## PROBLEM REQUIREMENTS
The result should be the line with "Labeling batch C. For the image above, tag the deep" followed by every remaining line of the entries, each reproduced exactly, with nothing else.

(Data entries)

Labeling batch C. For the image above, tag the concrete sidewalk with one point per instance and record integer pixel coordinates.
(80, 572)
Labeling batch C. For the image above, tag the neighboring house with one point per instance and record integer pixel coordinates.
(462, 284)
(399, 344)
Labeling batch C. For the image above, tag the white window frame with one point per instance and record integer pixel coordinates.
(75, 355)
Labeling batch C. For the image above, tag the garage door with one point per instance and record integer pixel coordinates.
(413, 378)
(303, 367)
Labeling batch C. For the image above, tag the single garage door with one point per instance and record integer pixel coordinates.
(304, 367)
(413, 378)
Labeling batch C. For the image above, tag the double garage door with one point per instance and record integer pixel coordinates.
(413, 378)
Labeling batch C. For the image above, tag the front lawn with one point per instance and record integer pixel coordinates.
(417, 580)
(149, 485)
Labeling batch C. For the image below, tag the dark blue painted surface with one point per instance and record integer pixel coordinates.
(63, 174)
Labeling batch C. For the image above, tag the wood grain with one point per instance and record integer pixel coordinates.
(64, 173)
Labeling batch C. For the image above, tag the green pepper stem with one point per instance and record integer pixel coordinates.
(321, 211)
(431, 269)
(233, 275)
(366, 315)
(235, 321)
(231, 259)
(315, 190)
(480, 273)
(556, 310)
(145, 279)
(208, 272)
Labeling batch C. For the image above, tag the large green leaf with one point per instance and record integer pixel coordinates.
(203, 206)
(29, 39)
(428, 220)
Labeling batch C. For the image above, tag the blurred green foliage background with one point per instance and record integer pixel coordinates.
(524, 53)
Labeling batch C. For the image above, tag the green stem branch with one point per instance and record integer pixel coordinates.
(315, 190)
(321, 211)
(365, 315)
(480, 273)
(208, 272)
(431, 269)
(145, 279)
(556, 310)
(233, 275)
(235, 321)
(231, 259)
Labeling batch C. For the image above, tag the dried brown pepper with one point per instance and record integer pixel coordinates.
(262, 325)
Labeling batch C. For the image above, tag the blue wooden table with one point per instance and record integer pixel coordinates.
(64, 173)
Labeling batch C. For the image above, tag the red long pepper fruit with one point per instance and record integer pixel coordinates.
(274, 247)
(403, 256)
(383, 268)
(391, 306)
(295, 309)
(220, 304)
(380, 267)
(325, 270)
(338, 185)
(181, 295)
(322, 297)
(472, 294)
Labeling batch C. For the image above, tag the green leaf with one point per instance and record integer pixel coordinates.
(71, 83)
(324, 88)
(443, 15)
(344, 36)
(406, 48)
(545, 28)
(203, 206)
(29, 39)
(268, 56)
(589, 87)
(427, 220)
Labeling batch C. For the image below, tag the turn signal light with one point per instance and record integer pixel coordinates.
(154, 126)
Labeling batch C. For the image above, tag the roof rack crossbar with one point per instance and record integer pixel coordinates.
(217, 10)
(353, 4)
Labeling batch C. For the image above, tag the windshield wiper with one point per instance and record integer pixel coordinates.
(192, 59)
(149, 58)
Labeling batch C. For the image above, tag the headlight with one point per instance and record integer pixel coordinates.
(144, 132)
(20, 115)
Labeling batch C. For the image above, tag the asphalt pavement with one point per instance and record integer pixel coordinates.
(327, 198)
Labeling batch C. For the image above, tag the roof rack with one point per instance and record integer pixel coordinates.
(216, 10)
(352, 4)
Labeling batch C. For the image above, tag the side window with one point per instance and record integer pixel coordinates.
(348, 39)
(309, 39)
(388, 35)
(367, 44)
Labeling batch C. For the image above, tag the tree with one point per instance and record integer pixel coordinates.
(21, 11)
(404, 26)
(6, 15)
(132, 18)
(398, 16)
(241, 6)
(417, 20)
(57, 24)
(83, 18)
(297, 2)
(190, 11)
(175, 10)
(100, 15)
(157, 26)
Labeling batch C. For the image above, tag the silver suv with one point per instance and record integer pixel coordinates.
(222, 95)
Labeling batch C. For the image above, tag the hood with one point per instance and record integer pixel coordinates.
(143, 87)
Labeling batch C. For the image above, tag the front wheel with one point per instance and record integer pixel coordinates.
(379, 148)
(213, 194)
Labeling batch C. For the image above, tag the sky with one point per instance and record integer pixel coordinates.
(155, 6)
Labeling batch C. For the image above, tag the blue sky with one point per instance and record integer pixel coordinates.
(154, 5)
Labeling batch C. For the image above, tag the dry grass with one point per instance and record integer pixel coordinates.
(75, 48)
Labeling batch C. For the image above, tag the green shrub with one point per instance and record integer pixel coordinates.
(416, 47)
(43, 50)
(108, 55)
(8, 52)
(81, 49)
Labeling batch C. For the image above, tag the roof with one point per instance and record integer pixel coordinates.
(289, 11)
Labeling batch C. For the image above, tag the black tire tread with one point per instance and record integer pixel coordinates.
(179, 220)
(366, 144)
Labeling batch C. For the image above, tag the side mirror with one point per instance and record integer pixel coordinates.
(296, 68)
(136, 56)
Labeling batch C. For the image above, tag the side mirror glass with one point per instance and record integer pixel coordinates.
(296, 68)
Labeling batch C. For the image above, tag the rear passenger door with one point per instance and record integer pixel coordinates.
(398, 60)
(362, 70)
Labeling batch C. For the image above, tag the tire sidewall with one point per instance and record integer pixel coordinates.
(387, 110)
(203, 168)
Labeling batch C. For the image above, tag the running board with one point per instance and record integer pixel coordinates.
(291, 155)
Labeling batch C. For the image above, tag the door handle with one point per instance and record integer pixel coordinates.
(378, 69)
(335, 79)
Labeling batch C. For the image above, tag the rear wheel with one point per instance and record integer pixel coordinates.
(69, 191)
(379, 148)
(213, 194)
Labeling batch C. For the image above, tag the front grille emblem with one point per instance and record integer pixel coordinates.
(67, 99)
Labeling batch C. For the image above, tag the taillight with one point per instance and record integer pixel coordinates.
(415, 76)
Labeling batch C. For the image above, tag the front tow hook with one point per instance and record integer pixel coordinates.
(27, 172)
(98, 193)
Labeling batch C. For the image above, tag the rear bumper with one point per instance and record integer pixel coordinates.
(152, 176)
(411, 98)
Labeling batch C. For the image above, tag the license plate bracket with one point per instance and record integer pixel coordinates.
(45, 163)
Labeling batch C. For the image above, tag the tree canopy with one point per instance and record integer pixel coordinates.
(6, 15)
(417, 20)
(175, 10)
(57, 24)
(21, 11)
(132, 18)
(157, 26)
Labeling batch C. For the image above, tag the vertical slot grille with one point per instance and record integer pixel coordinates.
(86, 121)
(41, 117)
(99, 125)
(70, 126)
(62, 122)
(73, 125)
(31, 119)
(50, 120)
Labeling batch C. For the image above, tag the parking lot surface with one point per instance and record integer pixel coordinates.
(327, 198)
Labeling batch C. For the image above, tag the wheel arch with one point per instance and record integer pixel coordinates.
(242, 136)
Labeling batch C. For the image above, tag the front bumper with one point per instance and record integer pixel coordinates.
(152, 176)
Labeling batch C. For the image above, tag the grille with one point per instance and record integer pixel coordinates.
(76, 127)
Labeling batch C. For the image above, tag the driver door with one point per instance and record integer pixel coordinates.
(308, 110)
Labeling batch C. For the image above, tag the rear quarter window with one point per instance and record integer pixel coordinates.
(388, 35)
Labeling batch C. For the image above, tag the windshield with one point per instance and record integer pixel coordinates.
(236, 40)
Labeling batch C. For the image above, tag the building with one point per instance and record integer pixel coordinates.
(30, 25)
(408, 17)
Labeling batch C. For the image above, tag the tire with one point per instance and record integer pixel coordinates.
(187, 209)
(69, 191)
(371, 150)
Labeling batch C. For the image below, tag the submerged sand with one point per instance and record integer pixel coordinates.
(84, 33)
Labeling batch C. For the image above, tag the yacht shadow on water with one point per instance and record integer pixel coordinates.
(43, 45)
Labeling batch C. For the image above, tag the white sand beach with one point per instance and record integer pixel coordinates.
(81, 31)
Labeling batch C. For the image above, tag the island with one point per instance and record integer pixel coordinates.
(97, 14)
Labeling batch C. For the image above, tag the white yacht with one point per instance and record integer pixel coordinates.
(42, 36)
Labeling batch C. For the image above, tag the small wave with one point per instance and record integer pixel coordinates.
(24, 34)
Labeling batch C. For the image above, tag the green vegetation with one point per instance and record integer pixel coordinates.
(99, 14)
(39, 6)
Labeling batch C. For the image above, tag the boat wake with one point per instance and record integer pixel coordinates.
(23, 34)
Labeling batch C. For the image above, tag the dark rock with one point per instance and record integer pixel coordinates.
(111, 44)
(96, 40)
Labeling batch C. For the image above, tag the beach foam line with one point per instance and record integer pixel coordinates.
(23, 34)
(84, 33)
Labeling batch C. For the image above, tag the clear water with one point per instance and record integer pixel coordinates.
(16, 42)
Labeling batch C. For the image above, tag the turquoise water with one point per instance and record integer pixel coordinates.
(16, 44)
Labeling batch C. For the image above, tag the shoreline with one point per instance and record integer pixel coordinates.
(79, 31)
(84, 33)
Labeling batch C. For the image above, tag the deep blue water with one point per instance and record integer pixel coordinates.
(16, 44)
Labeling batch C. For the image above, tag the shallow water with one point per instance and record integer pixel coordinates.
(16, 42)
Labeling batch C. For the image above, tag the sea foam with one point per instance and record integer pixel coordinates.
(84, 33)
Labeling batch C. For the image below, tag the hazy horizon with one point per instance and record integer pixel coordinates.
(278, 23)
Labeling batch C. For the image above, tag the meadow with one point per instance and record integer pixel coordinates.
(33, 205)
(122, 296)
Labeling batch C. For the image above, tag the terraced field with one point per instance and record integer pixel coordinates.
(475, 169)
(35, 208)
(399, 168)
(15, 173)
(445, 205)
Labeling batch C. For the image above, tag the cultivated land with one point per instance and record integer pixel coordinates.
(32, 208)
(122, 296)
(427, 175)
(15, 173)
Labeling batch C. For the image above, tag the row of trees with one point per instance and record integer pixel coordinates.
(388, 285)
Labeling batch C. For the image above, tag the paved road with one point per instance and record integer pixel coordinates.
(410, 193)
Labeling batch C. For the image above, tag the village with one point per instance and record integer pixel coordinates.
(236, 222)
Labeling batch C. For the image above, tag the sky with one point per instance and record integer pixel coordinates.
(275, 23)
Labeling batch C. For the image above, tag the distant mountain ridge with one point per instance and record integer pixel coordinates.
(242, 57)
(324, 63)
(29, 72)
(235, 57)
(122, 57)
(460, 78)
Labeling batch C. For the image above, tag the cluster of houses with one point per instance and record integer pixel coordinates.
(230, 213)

## SOLUTION FOR THIS EXERCISE
Labeling batch C. For the image above, tag the deep blue water with one point per instance and record integer pixel coordinates.
(16, 44)
Labeling batch C. For the image above, tag the shallow water with one point per instance and record integer pixel coordinates.
(16, 42)
Labeling batch C. For the image above, tag the sea foam with one point per instance and record integer pixel coordinates.
(84, 33)
Labeling batch C. For the image below, tag the hazy horizon with one point per instance and record integer pixel coordinates.
(278, 23)
Labeling batch C. For the image above, tag the meadow with one point per instance and record integer pixel coordinates.
(33, 205)
(122, 296)
Labeling batch C. For the image above, tag the terraced field with one point per instance and record integer pixel coordinates.
(475, 169)
(35, 208)
(399, 168)
(15, 173)
(445, 205)
Labeling batch C. For the image above, tag the cultivated land with one point per instance and record integer pixel coordinates.
(32, 208)
(122, 296)
(427, 175)
(15, 173)
Labeling batch C. For the image above, tag the row of trees with one point per instance and record integer pixel coordinates.
(388, 285)
Labeling batch C. For the image above, tag the paved road with one point per instance and record integer pixel coordinates.
(410, 193)
Labeling batch C. For the image above, tag the village with one point per instance and record integer pixel coordinates.
(236, 222)
Labeling batch C. For the image above, tag the sky with one point per instance and record integer pixel coordinates.
(275, 23)
Labeling batch C. For the image above, tag the distant mountain ridge with one point per instance and record integer pixel coordinates.
(242, 57)
(324, 63)
(29, 72)
(235, 57)
(122, 57)
(460, 78)
Labeling batch C. For the image above, tag the cluster of houses with one point per instance and record integer pixel coordinates.
(230, 213)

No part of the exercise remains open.